• Given problem: From the article on k-means clustering below, set down word for word the stretch from "K-Means clustering is" through "in data science.".

K-Means clustering is one of the most powerful clustering algorithms in the Data Science and Machine Learning world. It is very simple, yet it delivers wonderful results. And because clustering is a very important step for understand a dataset, in this article we are going to discuss what is clustering, why do we need it and what is k-means clustering going to help us with in data science.

Light Work
Photo by Émile Perron / Unsplash

Interested in more stories like this? Follow me on Twitter at @b_dmarius and I'll post there every new article.

Article overview:

  • What is Clustering
  • Supervised and Unsupervised Machine Learning - What is Unsupervised Machine Learning
  • Clustering applications
  • K-Means Clustering explained
  • K-Means Clustering Algorithm
  • K-Means Clustering Implementation using Scikit-Learn and Python

What is Clustering

Clustering is the task of grouping data into two or more groups based on the properties of the data, and more exactly based on certain patterns which are more or less obvious in the data. The goal is to find those patterns in the data that help us be sure that, given a certain item in our dataset, we will be able to correctly place the item in a correct group, so that it is similar to other items in that group, but different from items in other groups.

That means the clustering actually consists of two parts: one is to identify the groups and the other one is to try as much as possible to place every item in the correct group.

• Entries:
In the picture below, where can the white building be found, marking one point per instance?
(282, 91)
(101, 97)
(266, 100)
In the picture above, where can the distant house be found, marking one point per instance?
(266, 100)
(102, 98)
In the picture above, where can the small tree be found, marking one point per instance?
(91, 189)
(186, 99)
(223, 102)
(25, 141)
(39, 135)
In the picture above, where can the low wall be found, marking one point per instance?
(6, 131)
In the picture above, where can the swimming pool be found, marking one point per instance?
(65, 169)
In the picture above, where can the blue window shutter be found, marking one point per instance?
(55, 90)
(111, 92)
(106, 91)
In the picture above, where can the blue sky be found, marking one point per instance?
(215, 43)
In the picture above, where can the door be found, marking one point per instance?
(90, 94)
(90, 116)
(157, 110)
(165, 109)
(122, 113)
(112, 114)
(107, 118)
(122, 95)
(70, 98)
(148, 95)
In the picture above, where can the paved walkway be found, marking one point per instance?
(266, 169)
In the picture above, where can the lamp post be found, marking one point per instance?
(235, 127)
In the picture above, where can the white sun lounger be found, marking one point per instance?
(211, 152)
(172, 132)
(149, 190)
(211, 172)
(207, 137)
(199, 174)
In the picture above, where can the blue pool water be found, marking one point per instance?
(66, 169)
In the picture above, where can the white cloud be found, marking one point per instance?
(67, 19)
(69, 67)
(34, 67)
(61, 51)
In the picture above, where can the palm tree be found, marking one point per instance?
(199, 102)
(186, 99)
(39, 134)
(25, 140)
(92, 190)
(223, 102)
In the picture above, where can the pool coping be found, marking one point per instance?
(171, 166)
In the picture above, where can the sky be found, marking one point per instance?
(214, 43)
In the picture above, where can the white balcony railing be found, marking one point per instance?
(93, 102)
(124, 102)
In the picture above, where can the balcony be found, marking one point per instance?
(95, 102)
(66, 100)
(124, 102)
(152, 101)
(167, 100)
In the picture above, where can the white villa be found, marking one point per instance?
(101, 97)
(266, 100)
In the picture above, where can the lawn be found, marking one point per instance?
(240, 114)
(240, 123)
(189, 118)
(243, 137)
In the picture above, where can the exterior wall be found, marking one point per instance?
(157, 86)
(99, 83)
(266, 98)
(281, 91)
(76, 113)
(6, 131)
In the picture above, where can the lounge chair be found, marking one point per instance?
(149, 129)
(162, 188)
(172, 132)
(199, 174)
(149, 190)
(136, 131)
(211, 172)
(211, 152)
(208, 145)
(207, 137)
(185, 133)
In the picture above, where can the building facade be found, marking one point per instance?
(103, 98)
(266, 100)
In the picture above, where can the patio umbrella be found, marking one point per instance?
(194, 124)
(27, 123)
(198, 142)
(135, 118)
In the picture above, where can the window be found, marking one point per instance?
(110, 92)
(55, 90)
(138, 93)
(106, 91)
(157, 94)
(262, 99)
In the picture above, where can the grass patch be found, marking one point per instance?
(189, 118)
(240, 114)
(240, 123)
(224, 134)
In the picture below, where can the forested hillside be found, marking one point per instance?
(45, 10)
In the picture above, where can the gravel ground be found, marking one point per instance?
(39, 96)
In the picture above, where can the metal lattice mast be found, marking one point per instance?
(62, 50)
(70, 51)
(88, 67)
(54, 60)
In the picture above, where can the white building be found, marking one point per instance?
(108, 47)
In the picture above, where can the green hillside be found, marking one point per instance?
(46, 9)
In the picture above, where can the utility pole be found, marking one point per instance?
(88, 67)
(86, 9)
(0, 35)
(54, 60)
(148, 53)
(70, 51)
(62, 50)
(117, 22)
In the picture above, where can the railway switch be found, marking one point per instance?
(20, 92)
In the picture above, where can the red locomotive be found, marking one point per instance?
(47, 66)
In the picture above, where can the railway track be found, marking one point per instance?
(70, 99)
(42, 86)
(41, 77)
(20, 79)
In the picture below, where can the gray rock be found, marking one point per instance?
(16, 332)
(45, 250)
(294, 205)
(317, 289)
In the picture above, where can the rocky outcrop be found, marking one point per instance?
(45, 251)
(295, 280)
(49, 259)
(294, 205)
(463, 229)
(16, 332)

• Response to the task:
K-Means clustering is one of the most powerful clustering algorithms in the Data Science and Machine Learning world. It is very simple, yet it delivers wonderful results. And because clustering is a very important step for understand a dataset, in this article we are going to discuss what is clustering, why do we need it and what is k-means clustering going to help us with in data science.